Each line from the one containing "Take one instance" through the final line below must be reproduced exactly, and no others.

============

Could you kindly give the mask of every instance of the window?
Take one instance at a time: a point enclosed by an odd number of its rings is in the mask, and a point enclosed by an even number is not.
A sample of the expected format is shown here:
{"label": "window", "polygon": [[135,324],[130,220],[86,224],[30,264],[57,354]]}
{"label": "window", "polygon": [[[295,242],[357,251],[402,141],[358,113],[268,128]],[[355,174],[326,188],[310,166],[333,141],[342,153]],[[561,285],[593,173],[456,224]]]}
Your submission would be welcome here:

============

> Task result
Take one instance at a time: a point enclosed by an odd number of its rings is in the mask, and a point enclosed by an even number is not.
A sample of the expected format is shown here:
{"label": "window", "polygon": [[135,324],[130,220],[86,224],[30,264],[57,354]]}
{"label": "window", "polygon": [[[295,242],[357,251],[402,141],[358,113],[268,128]],[[355,174],[326,188],[310,166],[333,141],[342,153]],[[561,285],[593,173],[456,224]]]}
Your submission would be welcome here:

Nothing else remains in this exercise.